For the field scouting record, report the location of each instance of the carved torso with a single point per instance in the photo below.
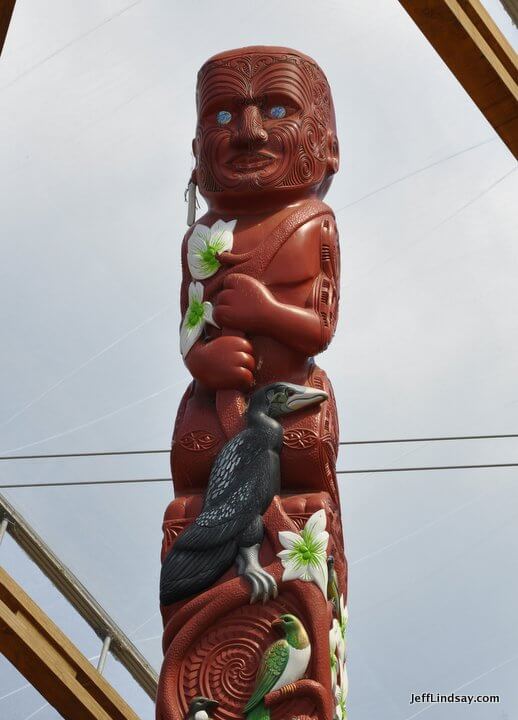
(254, 315)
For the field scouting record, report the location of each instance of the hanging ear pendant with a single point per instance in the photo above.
(191, 203)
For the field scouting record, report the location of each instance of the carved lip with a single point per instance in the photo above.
(251, 162)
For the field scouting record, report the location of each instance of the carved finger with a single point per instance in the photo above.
(255, 588)
(247, 361)
(244, 378)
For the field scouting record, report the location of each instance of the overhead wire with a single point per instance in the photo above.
(115, 453)
(134, 481)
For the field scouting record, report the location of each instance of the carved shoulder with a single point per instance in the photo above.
(302, 256)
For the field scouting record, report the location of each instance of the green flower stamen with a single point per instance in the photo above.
(306, 551)
(195, 313)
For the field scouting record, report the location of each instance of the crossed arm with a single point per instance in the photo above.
(245, 305)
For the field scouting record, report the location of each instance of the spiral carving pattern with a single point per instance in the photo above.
(223, 663)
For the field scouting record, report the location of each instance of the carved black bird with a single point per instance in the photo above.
(243, 480)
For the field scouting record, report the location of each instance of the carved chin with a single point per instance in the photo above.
(292, 165)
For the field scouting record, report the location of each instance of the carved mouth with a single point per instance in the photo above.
(250, 162)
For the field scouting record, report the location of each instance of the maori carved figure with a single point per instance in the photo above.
(254, 577)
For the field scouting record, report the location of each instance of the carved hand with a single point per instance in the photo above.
(225, 363)
(245, 304)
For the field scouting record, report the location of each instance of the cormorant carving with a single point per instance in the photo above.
(242, 483)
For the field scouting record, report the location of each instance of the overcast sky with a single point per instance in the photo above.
(97, 116)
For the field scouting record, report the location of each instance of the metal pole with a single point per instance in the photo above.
(104, 653)
(3, 528)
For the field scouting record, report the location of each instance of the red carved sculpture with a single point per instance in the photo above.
(259, 300)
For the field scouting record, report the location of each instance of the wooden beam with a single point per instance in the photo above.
(6, 11)
(51, 662)
(478, 55)
(75, 592)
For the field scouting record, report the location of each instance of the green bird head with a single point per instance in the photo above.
(294, 631)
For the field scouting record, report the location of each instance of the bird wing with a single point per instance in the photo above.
(232, 499)
(272, 666)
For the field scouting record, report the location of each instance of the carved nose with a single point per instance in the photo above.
(250, 132)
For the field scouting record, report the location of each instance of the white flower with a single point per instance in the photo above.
(340, 698)
(197, 314)
(343, 616)
(204, 244)
(334, 634)
(304, 557)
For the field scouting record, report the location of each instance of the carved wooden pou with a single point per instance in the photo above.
(253, 586)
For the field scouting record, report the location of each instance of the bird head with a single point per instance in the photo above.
(282, 398)
(293, 630)
(198, 704)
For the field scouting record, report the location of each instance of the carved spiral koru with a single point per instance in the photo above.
(224, 662)
(300, 438)
(198, 440)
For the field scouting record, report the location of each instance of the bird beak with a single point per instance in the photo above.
(277, 624)
(305, 398)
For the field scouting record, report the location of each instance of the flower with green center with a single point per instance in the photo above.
(340, 699)
(304, 556)
(197, 314)
(205, 243)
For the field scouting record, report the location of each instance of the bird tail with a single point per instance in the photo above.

BRIEF » Please scale the listing from the line holding "of the white" through the end of the listing, inclusive, multiplying every point coordinate by 2.15 and rounding to whole numbers, with halves rounded up. Give back only those lines, with all other text in them unchanged.

EXERCISE SOLUTION »
For the field scouting record, report the location of each instance of the white flower with a single point per instance in the photo above.
(731, 1501)
(424, 675)
(737, 1324)
(439, 525)
(718, 1363)
(654, 1198)
For the field scouting record, report the location of each instance of the carved wooden pou with a single point per instance in the photo above.
(544, 1260)
For the field scouting record, report the location of each instance of the bird head with a single point per instance in the photo above.
(606, 856)
(630, 1355)
(426, 1514)
For the field scouting record, report the location of each instance of the carved spiral koru with a single point per instance in the photo above.
(482, 1423)
(645, 942)
(426, 946)
For the field scouting record, report the location of each instance of the bird beak with a single point per instance in the photo above.
(596, 1342)
(656, 856)
For the field scouting record, report the location of each instance of the flower with green center with a single point per instance in the photo above.
(731, 1503)
(654, 1195)
(424, 675)
(441, 522)
For the field scouting record, report the location of each instance of the bird tail with a single point per instance in the photo above.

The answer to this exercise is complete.